> [REQUIREMENT 1]
In the khugepaged patch email, copy the passage from "On Wed, Jun" up to and including "insertions(+), 5 deletions(-)".
> [REQUIREMENT 2]
Continue the khugepaged patch email, starting after its last line.

> [PAGE EXCERPT]
-=-=-

On Wed, Jun 15, 2022 at 8:55 AM Zach O'Keefe <[email protected]> wrote:
>
> On 11 Jun 16:47, Miaohe Lin wrote:
> > nr_none is always 0 for non-shmem case because the page can be read from
> > the backend store. So when nr_none ! = 0, it must be in is_shmem case.
> > Also only adjust the nrpages and uncharge shmem when nr_none != 0 to save
> > cpu cycles.
> >
> > Signed-off-by: Miaohe Lin <[email protected]>
> > ---
> > mm/khugepaged.c | 9 ++++-----
> > 1 file changed, 4 insertions(+), 5 deletions(-)
> >
> > diff --git a/mm/khugepaged.c b/mm/khugepaged.c
> > index 1b5dd3820eac..8e6fad7c7bd9 100644
> > --- a/mm/khugepaged.c
> > +++ b/mm/khugepaged.c
> > @@ -1885,8 +1885,7 @@ static void collapse_file(struct mm_struct *mm,
> >
> > if (nr_none) {
> > __mod_lruvec_page_state(new_page, NR_FILE_PAGES, nr_none);
> > - if (is_shmem)

-=-=-

> [DATA LINES]

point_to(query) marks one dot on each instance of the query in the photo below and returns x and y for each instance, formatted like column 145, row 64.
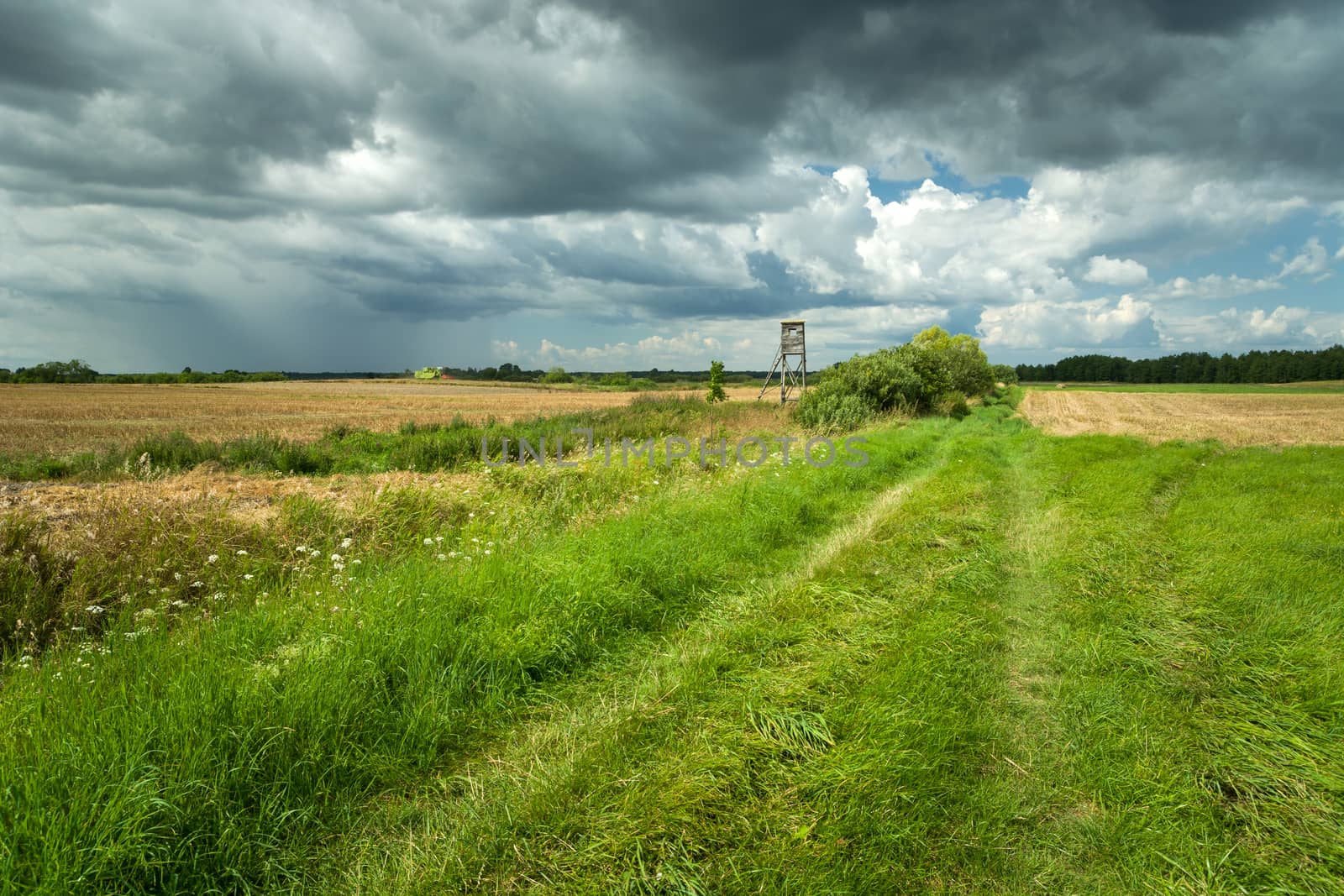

-=-=-

> [EXPECTED ANSWER 1]
On Wed, Jun 15, 2022 at 8:55 AM Zach O'Keefe <[email protected]> wrote:
>
> On 11 Jun 16:47, Miaohe Lin wrote:
> > nr_none is always 0 for non-shmem case because the page can be read from
> > the backend store. So when nr_none ! = 0, it must be in is_shmem case.
> > Also only adjust the nrpages and uncharge shmem when nr_none != 0 to save
> > cpu cycles.
> >
> > Signed-off-by: Miaohe Lin <[email protected]>
> > ---
> > mm/khugepaged.c | 9 ++++-----
> > 1 file changed, 4 insertions(+), 5 deletions(-)

> [EXPECTED ANSWER 2]
> > - __mod_lruvec_page_state(new_page, NR_SHMEM, nr_none);
> > + __mod_lruvec_page_state(new_page, NR_SHMEM, nr_none);
> > }
>
>
> Might be worth a small comment here - even though folks can see in above code
> that this is only incremented in shmem path, might be nice to say why it's
> always 0 for non-shmem (or conversely, why it's only possible to be non 0 on
> shmem).

Agreed, better to have some comments in the code.

>
> >
> > /* Join all the small entries into a single multi-index entry */
> > @@ -1950,10 +1949,10 @@ static void collapse_file(struct mm_struct *mm,
> >
> > /* Something went wrong: roll back page cache changes */
> > xas_lock_irq(&xas);
> > - mapping->nrpages -= nr_none;
> > -
> > - if (is_shmem)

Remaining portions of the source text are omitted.